## REQUIREMENTS
[a] In the Mark Wilkins interview, how many pilots does his AIR & SPACE article profile?
[b] From the records, pull out the stretch from the line containing "In this exercise you will mark every instance of the yellow" through the line containing "pixel 464 238", both ends included, and reproduce those lines unchanged.

Four Questions for Mark Wilkins
"They were all heroes as soon as they put themselves in harms way "
By Chris Isleib
Director of Public Affairs, United States World War One Centennial Commission
Our friend Mark Wilkins is a historian, writer, museum professional, and master model-maker. He is serving as historical consultant and producer of aerial effects for an upcoming feature documentary on the Lafayette Escadrille. Mark recently created a story for AIR & SPACE Magazine, entitled "The Dark Side of Glory: An early glimpse of PTSD". The article found remarkable evidence of PTSD in the letters of World War I aces. He talked to us about the piece, and about what he discovered.
Tell us about your article in AIR & SPACE.
The article chronicles the psychological impact of aerial combat during WWI. The rise of the “ace” is discussed and contrasted with the reality of combat flying. Five pilots are profiled, and each suffered in a slightly different way—some were forthright about their fears—such as Udet; others like Lambert repressed them causing devastating black outs. The notion that men had a limited amount of emotional capital and courage is explored, and the notion that when these men confronted their humanity—they suffered grievously, leading to the paradoxical sentiment that one must not be concerned about the men that one killed—if only it were that simple. Each man’s humanity caught up with him eventually, and these men were forever transformed from their experiences—how could you not be?

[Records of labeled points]
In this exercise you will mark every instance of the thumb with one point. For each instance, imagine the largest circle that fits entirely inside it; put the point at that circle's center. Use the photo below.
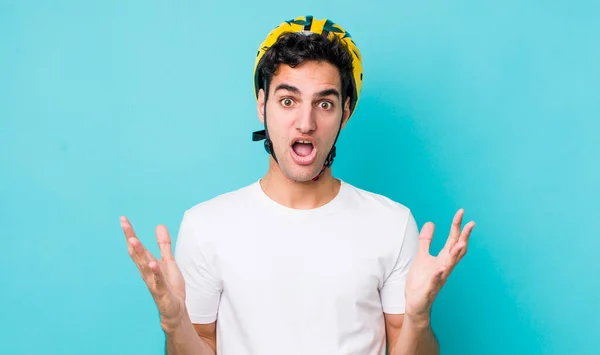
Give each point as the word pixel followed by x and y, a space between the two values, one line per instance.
pixel 425 238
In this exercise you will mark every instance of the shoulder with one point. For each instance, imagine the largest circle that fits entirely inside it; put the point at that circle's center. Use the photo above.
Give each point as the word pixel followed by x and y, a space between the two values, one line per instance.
pixel 374 202
pixel 218 212
pixel 239 198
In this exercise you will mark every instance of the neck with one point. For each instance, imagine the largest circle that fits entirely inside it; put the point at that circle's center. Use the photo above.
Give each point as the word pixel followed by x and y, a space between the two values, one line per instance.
pixel 299 195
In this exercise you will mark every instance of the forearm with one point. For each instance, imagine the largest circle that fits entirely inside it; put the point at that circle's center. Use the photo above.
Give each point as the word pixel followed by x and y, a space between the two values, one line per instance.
pixel 416 338
pixel 183 340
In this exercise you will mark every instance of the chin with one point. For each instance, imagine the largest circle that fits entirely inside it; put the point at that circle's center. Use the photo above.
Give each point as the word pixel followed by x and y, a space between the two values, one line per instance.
pixel 301 173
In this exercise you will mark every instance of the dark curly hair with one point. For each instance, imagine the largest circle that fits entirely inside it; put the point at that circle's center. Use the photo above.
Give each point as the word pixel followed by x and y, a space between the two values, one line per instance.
pixel 294 49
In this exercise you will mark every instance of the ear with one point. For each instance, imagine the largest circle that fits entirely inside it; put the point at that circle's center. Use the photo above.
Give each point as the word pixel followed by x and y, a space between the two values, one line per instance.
pixel 260 106
pixel 346 112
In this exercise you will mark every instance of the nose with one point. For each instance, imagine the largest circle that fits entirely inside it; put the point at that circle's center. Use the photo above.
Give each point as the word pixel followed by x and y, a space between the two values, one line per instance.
pixel 306 122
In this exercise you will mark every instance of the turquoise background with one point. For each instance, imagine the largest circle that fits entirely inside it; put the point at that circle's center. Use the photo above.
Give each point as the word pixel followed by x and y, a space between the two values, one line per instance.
pixel 112 107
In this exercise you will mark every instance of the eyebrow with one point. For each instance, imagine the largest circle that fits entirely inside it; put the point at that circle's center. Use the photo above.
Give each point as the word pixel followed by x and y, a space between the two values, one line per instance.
pixel 296 91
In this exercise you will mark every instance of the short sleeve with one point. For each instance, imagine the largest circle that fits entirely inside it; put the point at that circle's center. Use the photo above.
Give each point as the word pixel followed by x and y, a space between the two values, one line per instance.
pixel 392 293
pixel 202 283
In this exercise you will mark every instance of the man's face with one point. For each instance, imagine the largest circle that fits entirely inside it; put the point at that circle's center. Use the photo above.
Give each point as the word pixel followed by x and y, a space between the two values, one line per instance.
pixel 304 110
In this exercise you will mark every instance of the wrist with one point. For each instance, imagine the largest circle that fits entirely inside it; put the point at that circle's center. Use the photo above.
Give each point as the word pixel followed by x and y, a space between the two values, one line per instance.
pixel 174 324
pixel 419 320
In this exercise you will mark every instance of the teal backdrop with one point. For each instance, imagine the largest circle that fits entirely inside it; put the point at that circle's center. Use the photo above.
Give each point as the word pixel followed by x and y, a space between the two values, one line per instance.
pixel 145 108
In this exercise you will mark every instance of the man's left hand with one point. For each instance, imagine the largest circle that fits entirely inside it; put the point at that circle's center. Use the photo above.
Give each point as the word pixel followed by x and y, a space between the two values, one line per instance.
pixel 429 273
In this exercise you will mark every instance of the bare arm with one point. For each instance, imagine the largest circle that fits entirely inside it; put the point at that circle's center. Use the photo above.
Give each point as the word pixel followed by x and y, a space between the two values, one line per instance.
pixel 411 333
pixel 196 339
pixel 410 337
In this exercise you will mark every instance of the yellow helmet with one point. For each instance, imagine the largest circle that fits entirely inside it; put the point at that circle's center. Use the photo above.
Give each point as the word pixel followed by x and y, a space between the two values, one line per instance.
pixel 323 27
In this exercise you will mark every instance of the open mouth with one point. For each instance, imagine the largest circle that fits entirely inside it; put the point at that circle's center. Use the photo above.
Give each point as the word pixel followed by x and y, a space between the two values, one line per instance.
pixel 303 151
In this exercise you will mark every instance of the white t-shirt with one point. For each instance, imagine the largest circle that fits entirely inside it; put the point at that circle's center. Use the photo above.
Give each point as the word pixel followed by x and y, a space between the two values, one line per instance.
pixel 296 282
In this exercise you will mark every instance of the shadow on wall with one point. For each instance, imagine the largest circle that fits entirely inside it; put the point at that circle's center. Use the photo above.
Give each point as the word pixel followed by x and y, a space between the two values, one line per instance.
pixel 385 149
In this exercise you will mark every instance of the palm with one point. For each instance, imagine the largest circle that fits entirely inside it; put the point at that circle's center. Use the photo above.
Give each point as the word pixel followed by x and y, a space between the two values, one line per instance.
pixel 162 276
pixel 428 273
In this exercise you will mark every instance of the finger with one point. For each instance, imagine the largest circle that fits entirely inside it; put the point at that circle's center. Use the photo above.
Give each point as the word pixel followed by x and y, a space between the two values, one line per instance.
pixel 425 237
pixel 129 232
pixel 454 230
pixel 141 257
pixel 164 242
pixel 160 284
pixel 464 238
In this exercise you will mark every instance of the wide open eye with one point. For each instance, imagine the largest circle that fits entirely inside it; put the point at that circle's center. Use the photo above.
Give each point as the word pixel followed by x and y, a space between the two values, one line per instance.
pixel 287 102
pixel 325 105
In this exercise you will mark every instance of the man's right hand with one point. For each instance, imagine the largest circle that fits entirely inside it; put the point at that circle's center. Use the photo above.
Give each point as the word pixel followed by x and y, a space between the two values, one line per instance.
pixel 162 276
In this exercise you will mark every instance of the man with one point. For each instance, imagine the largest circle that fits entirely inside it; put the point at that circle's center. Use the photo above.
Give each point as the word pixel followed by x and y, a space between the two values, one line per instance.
pixel 300 262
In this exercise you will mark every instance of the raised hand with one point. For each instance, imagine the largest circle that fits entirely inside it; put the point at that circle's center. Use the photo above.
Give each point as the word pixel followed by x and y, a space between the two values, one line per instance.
pixel 162 276
pixel 428 274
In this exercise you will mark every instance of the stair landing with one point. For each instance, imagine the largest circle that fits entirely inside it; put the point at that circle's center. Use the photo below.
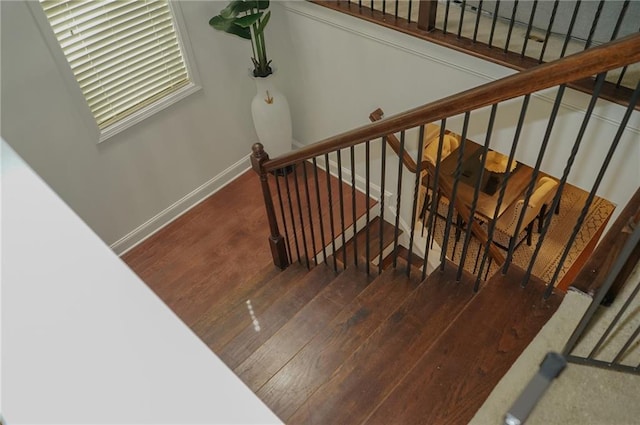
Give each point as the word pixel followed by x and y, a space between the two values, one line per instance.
pixel 355 348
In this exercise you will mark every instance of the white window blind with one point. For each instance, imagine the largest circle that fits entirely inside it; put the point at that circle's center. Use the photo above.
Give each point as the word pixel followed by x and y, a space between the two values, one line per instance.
pixel 125 55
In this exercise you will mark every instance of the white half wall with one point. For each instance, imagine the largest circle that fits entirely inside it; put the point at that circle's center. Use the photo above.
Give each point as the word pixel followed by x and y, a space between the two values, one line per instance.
pixel 121 184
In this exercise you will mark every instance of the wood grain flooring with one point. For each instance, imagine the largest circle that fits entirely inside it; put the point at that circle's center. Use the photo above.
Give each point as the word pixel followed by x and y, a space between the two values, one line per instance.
pixel 322 346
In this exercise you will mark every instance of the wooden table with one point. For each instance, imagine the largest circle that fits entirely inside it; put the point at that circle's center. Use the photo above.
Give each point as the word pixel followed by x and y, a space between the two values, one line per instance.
pixel 488 198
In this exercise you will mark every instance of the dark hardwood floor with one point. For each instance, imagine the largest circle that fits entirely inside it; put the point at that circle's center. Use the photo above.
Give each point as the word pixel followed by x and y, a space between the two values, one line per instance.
pixel 337 347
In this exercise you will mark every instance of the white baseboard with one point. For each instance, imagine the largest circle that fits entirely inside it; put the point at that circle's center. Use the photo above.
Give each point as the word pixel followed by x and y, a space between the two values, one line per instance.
pixel 175 210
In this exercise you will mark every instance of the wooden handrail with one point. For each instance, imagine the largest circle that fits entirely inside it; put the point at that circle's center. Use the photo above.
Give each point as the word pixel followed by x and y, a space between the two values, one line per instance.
pixel 595 270
pixel 581 65
pixel 276 241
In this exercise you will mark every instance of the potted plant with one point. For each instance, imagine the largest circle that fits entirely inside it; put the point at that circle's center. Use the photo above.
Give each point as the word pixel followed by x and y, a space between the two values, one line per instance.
pixel 247 19
pixel 270 110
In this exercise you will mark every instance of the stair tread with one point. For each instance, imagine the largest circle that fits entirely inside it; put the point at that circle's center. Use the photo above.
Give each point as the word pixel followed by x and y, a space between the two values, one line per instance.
pixel 403 254
pixel 272 318
pixel 315 363
pixel 454 377
pixel 388 234
pixel 371 373
pixel 297 332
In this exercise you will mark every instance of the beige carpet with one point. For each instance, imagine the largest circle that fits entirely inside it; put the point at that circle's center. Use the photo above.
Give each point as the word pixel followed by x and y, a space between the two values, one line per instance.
pixel 582 395
pixel 571 204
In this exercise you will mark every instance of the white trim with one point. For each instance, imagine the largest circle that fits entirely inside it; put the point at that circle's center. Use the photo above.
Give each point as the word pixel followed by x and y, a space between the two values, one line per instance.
pixel 181 206
pixel 76 93
pixel 398 41
pixel 361 183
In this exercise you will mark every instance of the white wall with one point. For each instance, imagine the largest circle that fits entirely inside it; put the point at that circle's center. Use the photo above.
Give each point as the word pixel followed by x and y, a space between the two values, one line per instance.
pixel 338 69
pixel 125 181
pixel 85 340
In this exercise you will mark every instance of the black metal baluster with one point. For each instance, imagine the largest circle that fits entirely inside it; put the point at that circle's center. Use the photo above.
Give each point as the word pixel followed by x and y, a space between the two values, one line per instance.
pixel 353 205
pixel 399 192
pixel 462 8
pixel 565 174
pixel 333 232
pixel 534 175
pixel 341 200
pixel 613 273
pixel 383 169
pixel 435 199
pixel 613 324
pixel 293 221
pixel 416 191
pixel 454 191
pixel 284 220
pixel 570 29
pixel 511 22
pixel 503 188
pixel 621 16
pixel 323 243
pixel 594 24
pixel 475 30
pixel 548 34
pixel 632 102
pixel 526 37
pixel 493 22
pixel 304 235
pixel 627 344
pixel 476 193
pixel 367 154
pixel 311 230
pixel 446 17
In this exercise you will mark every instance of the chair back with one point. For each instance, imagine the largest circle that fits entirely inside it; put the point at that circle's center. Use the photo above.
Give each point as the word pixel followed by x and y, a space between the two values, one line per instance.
pixel 449 144
pixel 543 193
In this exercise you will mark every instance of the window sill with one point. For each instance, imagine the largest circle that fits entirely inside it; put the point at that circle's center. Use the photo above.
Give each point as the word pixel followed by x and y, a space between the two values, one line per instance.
pixel 150 110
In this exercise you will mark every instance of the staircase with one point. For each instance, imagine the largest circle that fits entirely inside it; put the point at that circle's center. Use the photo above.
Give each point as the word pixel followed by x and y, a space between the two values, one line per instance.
pixel 324 346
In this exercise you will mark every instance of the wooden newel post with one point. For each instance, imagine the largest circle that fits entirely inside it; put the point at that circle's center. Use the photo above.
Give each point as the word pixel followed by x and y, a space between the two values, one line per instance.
pixel 427 14
pixel 276 241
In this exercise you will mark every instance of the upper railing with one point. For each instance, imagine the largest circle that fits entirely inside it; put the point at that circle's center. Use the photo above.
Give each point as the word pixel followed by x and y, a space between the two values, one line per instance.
pixel 572 68
pixel 477 215
pixel 517 34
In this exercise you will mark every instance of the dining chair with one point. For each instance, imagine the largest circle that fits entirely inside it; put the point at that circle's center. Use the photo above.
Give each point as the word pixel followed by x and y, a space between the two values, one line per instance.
pixel 542 195
pixel 430 153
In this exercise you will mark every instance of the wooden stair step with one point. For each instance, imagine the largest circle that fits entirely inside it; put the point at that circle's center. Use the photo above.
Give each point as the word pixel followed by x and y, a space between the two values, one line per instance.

## EXPECTED OUTPUTS
[a] Five pilots.

[b]
In this exercise you will mark every instance of the yellow helmet with one point. For each instance, imagine the largest circle that fits entirely inside it; put the point at that circle's center. Use the photo above.
Give each point as the word pixel followed by x and y, a space between the two values, one line per instance.
pixel 323 27
In this exercise you will mark every instance of the open mouth with one point. For each instance, imagine the largest circle that fits entirely inside it; put the point at that circle's center. Use the photo above.
Give each point as the word pixel followed by x and y, a space between the two values, one line per instance.
pixel 303 151
In this exercise you will mark every instance of the white t-shirt with one point. For each instance, imagine the largest circle that fits entirely inside it; put the point at that circle's center. Use the photo above.
Give each point as the word pixel followed by x and y, a space between the two values, one line per instance.
pixel 296 282
In this exercise you will mark every instance of the shadow on wall with one point. For each instance, imagine the largest circle that fits entirely inside it; put the point at that circle's center. Use the photo above.
Give each point as the word pixel followed by x and y, a space between the two values, one line per instance.
pixel 385 149
In this exercise you will mark every instance of the palm with one point. For each instance, imagine the largest circle that fits entirely inside it; put the point at that circle's center. Use the photo above.
Give each point as the word pixel followed by x and y, a space between the two values, one line per instance.
pixel 162 276
pixel 428 273
In this exercise you will mark every instance of the finger with one point. For each instance, imagine the largest circle that fits entirely inside it; put the point at that circle's center. Use the photo above.
Give each point as the word pixel followed by x and y, a space between the two values, one line per instance.
pixel 425 237
pixel 129 232
pixel 454 230
pixel 141 257
pixel 164 242
pixel 160 284
pixel 464 238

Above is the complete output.